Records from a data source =
•••••

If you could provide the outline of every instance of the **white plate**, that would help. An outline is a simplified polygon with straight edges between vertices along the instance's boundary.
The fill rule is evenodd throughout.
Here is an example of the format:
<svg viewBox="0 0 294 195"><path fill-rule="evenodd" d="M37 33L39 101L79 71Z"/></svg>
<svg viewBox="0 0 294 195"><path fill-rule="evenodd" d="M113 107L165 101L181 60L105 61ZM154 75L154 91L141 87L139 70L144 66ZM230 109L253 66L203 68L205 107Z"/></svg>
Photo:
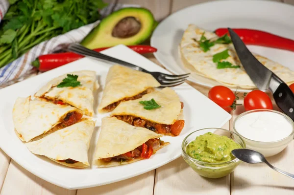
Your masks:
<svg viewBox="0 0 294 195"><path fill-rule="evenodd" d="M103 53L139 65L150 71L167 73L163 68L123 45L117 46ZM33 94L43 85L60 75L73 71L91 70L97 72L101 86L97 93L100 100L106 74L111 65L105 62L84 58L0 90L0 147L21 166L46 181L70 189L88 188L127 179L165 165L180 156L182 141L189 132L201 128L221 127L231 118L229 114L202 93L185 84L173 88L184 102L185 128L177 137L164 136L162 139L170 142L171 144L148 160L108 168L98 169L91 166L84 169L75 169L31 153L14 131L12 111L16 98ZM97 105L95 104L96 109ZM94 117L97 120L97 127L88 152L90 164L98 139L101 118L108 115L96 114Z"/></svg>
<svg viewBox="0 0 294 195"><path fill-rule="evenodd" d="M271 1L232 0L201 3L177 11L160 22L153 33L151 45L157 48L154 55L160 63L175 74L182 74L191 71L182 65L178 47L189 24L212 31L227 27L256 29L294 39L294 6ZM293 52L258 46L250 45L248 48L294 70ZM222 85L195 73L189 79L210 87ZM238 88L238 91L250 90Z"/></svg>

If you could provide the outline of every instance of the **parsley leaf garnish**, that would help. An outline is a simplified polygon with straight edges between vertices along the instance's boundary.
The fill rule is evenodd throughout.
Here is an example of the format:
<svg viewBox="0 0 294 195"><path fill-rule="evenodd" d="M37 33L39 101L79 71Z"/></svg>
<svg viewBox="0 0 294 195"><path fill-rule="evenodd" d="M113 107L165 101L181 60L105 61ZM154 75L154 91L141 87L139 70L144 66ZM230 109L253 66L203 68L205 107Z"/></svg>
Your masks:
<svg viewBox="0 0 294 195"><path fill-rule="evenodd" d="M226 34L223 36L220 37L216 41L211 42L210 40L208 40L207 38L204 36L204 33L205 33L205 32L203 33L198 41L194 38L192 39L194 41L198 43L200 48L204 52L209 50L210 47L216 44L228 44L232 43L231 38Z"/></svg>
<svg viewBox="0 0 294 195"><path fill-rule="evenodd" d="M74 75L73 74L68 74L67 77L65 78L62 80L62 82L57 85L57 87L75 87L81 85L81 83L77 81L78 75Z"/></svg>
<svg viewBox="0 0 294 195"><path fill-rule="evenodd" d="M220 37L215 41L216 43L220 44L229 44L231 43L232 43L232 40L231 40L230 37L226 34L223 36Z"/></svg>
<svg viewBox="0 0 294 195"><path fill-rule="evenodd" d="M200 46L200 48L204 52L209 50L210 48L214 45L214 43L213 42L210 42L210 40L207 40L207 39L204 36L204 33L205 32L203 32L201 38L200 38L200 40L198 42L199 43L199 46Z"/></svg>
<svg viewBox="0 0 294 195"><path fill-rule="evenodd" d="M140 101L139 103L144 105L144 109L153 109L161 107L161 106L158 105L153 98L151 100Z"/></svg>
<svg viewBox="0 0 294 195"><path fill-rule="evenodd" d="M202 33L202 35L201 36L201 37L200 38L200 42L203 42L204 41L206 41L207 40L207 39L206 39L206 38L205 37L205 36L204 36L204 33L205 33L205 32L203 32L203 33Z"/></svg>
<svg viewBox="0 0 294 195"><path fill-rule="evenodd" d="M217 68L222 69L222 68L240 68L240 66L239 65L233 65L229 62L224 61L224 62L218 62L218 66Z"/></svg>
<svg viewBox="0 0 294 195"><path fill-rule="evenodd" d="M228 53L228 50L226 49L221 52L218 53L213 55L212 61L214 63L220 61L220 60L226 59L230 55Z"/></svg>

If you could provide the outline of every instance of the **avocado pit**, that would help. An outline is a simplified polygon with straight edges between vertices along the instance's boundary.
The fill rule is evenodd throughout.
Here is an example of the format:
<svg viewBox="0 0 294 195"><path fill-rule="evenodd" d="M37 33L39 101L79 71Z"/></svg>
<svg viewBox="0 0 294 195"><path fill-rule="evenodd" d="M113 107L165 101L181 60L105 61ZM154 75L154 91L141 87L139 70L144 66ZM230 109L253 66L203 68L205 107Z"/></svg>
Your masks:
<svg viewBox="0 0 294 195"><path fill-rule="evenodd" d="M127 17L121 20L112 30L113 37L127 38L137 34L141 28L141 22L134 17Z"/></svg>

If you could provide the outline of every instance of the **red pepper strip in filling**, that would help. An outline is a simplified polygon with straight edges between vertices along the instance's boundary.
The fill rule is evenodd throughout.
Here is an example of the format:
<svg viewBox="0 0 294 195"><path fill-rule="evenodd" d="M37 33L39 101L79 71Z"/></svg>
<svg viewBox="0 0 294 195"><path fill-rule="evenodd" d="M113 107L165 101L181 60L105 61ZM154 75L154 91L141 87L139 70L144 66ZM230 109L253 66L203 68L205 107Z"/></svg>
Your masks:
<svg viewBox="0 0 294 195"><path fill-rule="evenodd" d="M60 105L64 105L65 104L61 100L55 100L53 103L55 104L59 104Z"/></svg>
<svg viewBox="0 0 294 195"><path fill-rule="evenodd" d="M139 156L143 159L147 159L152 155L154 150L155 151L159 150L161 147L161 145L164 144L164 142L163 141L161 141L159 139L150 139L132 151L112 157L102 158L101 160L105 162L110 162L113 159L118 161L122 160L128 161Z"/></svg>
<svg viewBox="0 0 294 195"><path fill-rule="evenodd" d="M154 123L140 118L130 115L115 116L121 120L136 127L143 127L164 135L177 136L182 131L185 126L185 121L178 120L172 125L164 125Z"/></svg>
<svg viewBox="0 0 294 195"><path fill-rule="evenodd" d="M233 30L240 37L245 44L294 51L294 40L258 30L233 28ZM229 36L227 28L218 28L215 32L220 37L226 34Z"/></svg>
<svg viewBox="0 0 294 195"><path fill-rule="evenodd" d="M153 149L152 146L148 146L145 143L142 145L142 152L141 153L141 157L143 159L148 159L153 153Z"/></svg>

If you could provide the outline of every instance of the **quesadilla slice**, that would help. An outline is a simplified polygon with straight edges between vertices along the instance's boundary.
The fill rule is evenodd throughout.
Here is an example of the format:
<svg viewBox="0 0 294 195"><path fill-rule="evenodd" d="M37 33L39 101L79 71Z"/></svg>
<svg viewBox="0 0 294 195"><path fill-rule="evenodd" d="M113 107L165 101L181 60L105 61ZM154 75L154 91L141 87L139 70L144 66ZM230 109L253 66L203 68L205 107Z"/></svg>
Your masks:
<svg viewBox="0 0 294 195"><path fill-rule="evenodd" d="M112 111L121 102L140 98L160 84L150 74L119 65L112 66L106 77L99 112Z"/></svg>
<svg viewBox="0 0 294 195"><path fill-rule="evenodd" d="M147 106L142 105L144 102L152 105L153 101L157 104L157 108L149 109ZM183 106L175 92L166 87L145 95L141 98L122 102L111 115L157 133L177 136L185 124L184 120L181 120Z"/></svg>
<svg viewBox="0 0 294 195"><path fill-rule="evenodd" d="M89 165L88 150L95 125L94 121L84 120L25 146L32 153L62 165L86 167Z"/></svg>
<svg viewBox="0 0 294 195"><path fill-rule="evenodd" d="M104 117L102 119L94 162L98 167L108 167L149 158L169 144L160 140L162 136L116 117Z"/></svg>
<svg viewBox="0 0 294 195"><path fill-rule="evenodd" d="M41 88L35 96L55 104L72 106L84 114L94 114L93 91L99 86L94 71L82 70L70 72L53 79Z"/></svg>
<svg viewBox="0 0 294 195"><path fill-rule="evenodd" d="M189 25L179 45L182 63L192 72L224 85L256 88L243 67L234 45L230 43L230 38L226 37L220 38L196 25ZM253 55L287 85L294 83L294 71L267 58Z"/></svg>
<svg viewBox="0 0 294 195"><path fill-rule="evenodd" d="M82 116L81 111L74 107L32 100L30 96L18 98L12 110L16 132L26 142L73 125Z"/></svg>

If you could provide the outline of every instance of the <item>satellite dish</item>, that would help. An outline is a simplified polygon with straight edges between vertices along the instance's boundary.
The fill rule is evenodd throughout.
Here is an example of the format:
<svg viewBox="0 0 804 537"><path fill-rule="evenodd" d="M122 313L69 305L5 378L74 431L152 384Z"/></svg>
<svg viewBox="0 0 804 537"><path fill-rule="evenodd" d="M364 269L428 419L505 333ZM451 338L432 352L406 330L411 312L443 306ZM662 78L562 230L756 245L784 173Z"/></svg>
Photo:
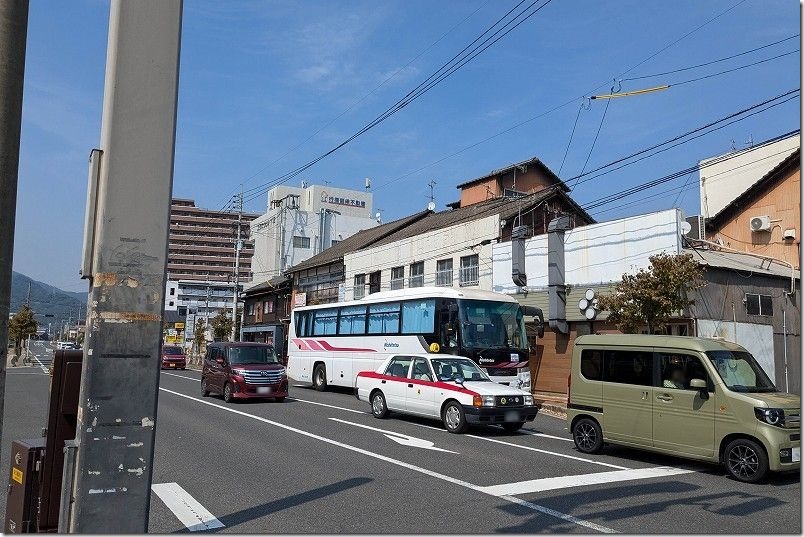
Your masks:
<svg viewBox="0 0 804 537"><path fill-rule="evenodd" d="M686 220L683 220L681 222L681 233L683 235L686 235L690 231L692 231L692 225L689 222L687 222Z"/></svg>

•••••

WORK REQUIRED = Reproduce the stretch of the material from the line containing "of the **quesadilla" through the line containing "116L81 111L74 107L32", character for character.

FINISHED ANSWER =
If you could provide the outline of every instance of the **quesadilla slice**, that would help. An outline is a simplified polygon with straight edges between vertices along the instance's boundary.
The fill rule is evenodd throughout.
Here is an example of the format:
<svg viewBox="0 0 294 195"><path fill-rule="evenodd" d="M37 33L39 101L79 71Z"/></svg>
<svg viewBox="0 0 294 195"><path fill-rule="evenodd" d="M113 107L165 101L181 60L105 61ZM154 75L154 91L141 87L139 70L144 66ZM230 109L253 66L203 68L205 107Z"/></svg>
Your masks:
<svg viewBox="0 0 294 195"><path fill-rule="evenodd" d="M112 111L121 102L140 98L160 84L150 74L119 65L112 66L106 77L99 112Z"/></svg>
<svg viewBox="0 0 294 195"><path fill-rule="evenodd" d="M147 106L142 105L144 102L152 105L153 101L157 104L157 108L149 109ZM183 106L175 92L166 87L145 95L141 98L122 102L111 115L157 133L177 136L185 124L184 120L181 120Z"/></svg>
<svg viewBox="0 0 294 195"><path fill-rule="evenodd" d="M89 165L88 150L95 125L94 121L84 120L25 146L32 153L62 165L86 167Z"/></svg>
<svg viewBox="0 0 294 195"><path fill-rule="evenodd" d="M104 117L102 119L94 162L98 167L108 167L149 158L169 144L160 140L162 136L116 117Z"/></svg>
<svg viewBox="0 0 294 195"><path fill-rule="evenodd" d="M41 88L35 96L55 104L72 106L84 114L94 114L93 91L99 86L94 71L82 70L70 72L53 79Z"/></svg>
<svg viewBox="0 0 294 195"><path fill-rule="evenodd" d="M189 25L179 45L182 63L192 72L224 85L256 88L243 67L234 45L230 43L230 38L226 37L220 38L196 25ZM253 55L287 85L294 83L294 71L267 58Z"/></svg>
<svg viewBox="0 0 294 195"><path fill-rule="evenodd" d="M82 116L81 111L74 107L32 100L30 96L18 98L12 110L16 132L26 142L73 125Z"/></svg>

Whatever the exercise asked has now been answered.